• **TASK INPUTS**:

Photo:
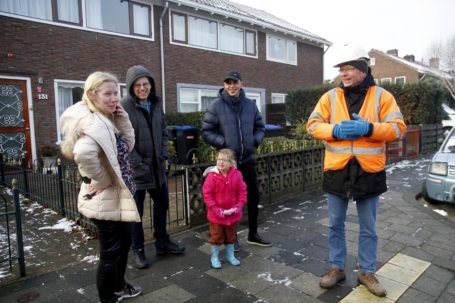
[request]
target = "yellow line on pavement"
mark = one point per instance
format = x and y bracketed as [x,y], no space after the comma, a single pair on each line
[397,275]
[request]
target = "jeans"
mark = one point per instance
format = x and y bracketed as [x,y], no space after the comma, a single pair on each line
[250,178]
[368,240]
[115,240]
[160,199]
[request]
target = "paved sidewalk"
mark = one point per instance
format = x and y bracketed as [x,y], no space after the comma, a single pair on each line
[416,258]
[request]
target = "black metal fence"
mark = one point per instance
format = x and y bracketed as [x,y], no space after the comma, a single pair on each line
[11,248]
[57,187]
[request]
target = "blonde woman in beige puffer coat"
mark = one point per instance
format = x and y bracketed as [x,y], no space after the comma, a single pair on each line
[98,136]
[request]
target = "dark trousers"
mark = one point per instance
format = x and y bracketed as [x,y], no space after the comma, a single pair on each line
[222,234]
[249,174]
[115,240]
[160,199]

• **EXERCISE INSTRUCTIONS**: Can you output the items above as a numbered list, dropping any blank lines and leaving out the pictures?

• **SOLUTION TO THIS PROBLEM**:
1. Photo:
2. [request]
3. target = "yellow line on pavement"
4. mark = one point per instance
5. format = x and y bracketed as [x,y], no space after the comma, a single pair on each line
6. [397,275]
7. [request]
8. target = "jeans"
9. mark = one point per instance
10. format = x and y bracketed as [x,y], no space after the comma, a single pair on each line
11. [250,178]
12. [368,240]
13. [115,240]
14. [160,199]
15. [request]
16. target = "paved sidewalk"
17. mark = one point per instance
18. format = x and y bracketed as [x,y], no space after the comma, a single pair on each line
19. [416,258]
20. [request]
21. target = "black metal fence"
22. mark = one point per instance
23. format = x and y bracketed as [x,y], no space after the comma, a single pair on each line
24. [11,248]
25. [57,187]
26. [request]
27. target = "blonde woman in beige puffer coat"
28. mark = one point per instance
29. format = x and y bracketed as [x,y], no space after the comma, a single pair on each line
30. [98,136]
31. [request]
32. target = "dark trousers"
33. mark = one point per instance
34. format = x and y bracketed as [x,y], no space after the comma, a single pair on each line
35. [222,234]
36. [249,174]
37. [115,240]
38. [160,199]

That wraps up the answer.